### [Exercise]
Write out the material below exactly, beginning at the line that contains "target | red brick siding" and ending with its last line, both ends included; write nothing else.
• • • •
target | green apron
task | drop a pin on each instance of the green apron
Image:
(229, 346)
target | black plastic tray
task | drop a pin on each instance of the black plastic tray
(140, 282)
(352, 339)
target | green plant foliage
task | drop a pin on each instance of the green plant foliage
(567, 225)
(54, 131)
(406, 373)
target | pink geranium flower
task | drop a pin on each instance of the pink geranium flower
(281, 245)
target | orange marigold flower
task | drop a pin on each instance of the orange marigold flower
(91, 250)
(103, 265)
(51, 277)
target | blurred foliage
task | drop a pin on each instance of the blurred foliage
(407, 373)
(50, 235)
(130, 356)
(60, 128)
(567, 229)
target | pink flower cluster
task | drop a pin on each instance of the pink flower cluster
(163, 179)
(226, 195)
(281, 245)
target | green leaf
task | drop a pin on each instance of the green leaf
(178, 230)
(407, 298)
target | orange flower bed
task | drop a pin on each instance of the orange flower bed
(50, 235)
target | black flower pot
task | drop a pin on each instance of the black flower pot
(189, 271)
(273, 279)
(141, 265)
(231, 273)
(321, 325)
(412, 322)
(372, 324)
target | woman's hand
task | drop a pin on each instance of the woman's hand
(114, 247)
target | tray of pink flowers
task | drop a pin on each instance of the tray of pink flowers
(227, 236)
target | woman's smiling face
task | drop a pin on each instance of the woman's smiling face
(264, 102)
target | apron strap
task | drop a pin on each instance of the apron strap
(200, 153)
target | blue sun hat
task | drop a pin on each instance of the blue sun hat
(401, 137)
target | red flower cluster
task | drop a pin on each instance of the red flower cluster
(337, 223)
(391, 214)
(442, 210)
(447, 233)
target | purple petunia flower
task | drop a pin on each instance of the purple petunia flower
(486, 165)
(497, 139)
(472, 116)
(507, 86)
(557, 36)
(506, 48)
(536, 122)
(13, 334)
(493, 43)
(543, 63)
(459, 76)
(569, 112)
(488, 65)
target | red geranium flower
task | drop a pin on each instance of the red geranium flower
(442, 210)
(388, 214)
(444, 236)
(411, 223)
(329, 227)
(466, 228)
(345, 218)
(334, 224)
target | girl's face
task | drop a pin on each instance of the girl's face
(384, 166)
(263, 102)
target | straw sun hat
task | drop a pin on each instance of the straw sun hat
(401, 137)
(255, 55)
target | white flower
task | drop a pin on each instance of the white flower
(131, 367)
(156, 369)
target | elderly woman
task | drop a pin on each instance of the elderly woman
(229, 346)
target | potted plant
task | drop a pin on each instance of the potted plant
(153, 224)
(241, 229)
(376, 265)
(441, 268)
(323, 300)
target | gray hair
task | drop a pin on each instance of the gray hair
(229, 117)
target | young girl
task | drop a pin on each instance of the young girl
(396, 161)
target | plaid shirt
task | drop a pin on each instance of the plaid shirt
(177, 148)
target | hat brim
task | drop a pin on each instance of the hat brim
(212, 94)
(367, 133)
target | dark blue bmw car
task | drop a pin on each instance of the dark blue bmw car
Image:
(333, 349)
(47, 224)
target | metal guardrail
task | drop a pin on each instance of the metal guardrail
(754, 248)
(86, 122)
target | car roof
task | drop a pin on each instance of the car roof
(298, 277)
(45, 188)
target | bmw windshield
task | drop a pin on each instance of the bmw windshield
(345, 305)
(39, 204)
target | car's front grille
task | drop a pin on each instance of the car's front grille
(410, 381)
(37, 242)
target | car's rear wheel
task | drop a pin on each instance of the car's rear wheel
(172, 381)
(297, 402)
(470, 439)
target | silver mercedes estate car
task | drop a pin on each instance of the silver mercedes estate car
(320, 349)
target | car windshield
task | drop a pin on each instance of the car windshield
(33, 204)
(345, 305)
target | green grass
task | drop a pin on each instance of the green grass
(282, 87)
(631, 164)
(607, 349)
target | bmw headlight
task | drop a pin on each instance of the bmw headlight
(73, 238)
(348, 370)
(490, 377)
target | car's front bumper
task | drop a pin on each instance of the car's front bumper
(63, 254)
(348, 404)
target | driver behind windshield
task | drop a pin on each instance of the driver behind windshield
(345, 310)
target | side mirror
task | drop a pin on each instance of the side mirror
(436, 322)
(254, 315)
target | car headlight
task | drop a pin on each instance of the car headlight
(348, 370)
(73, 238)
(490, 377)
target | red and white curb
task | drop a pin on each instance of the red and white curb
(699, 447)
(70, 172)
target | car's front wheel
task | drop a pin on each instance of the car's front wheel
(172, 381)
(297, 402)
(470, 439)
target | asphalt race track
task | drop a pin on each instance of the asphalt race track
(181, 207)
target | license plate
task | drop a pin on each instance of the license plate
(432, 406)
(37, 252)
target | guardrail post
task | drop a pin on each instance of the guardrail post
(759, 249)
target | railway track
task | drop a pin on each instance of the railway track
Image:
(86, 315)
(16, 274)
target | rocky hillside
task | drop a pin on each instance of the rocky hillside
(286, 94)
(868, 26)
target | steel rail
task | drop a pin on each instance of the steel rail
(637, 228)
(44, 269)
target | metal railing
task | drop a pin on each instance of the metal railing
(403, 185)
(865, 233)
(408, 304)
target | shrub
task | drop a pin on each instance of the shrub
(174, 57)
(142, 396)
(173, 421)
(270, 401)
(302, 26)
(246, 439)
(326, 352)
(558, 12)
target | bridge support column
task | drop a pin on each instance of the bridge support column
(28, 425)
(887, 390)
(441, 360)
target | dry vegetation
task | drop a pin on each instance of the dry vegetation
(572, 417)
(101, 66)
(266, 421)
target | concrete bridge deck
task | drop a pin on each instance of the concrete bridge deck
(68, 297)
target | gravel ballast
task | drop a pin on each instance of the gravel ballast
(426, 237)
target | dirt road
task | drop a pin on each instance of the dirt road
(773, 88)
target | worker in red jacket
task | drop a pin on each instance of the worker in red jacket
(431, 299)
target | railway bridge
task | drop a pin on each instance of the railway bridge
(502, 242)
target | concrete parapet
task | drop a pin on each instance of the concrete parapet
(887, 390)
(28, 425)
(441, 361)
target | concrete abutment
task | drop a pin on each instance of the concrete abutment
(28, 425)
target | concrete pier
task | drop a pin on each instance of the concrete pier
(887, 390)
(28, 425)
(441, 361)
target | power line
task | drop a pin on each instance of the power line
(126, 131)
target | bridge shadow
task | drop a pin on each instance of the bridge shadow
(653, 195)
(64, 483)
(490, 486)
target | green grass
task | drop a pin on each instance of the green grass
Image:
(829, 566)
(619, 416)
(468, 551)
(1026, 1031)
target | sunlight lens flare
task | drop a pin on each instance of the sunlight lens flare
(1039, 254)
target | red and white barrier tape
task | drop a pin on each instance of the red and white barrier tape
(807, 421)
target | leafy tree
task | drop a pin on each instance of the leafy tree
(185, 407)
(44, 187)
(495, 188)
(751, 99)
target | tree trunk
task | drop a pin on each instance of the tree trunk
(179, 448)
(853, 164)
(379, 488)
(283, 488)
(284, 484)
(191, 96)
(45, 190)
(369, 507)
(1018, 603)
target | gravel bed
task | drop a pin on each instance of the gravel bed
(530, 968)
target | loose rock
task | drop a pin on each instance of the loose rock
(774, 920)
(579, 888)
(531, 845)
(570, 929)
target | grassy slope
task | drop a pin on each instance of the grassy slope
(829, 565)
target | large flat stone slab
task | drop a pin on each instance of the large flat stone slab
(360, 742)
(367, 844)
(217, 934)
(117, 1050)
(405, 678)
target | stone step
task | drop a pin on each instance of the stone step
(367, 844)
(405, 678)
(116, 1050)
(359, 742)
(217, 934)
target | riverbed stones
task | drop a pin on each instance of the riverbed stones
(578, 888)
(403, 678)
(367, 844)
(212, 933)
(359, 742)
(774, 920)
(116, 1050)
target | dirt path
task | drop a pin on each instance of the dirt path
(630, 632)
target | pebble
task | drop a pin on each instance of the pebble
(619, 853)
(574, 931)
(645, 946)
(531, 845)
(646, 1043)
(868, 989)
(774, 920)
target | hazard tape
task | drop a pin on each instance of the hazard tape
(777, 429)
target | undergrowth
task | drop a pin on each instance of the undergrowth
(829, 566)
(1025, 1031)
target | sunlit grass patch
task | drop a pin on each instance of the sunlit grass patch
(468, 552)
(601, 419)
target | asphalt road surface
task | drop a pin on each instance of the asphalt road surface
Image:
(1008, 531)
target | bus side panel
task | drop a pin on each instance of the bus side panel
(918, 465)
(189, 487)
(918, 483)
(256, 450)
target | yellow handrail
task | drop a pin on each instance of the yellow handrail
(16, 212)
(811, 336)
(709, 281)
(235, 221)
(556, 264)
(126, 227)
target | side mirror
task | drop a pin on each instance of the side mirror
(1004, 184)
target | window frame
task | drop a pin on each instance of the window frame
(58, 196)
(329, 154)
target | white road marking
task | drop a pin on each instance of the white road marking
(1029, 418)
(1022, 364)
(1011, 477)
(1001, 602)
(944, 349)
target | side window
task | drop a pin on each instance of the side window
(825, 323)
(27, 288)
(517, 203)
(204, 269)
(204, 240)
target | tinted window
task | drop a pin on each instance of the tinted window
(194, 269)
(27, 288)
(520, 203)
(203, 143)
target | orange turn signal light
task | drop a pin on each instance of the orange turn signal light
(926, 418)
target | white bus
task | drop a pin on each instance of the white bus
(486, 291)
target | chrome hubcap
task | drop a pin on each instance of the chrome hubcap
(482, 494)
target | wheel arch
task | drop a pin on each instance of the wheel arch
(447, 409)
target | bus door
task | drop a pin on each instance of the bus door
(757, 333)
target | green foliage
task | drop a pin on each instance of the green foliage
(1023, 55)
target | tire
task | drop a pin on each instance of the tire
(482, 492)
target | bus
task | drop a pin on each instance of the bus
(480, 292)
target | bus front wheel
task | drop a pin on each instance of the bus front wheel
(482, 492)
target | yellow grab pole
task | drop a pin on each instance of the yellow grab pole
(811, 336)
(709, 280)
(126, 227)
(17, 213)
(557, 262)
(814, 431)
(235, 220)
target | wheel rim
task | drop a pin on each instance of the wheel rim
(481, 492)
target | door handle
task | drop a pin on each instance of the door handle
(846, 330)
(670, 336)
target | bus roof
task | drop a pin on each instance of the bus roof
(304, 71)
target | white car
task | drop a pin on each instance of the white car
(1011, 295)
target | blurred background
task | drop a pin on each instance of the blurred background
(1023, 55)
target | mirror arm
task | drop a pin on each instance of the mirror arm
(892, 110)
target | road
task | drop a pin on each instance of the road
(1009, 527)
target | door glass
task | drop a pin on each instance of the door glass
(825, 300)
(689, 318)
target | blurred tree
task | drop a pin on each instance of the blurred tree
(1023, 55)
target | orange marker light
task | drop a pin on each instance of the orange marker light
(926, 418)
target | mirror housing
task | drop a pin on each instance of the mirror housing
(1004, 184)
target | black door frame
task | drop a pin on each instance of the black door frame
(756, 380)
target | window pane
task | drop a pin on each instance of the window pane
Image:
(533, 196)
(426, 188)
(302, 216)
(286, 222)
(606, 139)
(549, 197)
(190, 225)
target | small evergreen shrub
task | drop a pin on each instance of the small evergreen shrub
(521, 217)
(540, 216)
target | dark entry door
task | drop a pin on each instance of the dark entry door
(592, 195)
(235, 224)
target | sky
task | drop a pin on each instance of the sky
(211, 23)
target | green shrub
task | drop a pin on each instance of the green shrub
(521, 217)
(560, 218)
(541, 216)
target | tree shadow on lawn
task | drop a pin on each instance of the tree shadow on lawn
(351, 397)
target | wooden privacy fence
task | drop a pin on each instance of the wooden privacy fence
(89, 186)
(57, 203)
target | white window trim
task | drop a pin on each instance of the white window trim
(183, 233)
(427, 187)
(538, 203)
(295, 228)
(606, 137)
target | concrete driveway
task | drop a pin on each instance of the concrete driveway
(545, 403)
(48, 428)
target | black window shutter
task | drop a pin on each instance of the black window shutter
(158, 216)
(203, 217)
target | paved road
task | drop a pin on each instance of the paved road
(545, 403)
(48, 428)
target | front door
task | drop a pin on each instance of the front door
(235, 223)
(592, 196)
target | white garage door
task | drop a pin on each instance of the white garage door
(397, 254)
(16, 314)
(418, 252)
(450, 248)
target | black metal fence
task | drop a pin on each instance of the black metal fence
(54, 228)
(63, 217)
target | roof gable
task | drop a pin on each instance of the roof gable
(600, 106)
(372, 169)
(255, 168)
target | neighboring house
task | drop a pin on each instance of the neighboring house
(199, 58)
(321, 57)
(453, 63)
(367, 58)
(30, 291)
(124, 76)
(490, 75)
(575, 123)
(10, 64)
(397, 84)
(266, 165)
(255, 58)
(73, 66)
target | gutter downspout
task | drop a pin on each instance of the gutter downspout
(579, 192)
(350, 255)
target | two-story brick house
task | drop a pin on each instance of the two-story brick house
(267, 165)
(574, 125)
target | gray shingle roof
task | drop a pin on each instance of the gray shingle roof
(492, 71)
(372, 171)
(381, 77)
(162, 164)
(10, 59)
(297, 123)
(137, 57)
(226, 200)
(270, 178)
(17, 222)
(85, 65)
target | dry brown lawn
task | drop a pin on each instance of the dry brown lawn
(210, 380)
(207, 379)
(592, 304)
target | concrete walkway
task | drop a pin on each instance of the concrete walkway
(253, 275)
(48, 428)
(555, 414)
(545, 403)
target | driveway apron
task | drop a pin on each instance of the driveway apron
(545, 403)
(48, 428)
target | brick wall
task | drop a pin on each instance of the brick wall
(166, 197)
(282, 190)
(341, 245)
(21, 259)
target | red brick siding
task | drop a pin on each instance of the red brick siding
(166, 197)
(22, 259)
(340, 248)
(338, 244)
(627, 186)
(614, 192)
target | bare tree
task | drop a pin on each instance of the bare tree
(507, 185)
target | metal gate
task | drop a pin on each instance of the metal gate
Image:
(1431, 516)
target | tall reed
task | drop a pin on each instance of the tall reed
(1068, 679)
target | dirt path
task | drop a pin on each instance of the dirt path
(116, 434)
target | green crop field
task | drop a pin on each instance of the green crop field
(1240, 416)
• • • •
### [Exercise output]
target | red brick siding
task | drop a pin on each instance of the red brick siding
(166, 197)
(22, 259)
(340, 248)
(338, 244)
(627, 186)
(614, 192)
target | bare tree
task | drop a pin on each instance of the bare tree
(507, 185)
target | metal gate
task | drop a pin on each instance of the metal gate
Image:
(1431, 516)
target | tall reed
task | drop a pin on each instance of the tall reed
(1068, 679)
target | dirt path
task | drop a pin on each instance of the dirt path
(116, 434)
target | green crop field
task | drop a pin on each instance of the green crop field
(1240, 416)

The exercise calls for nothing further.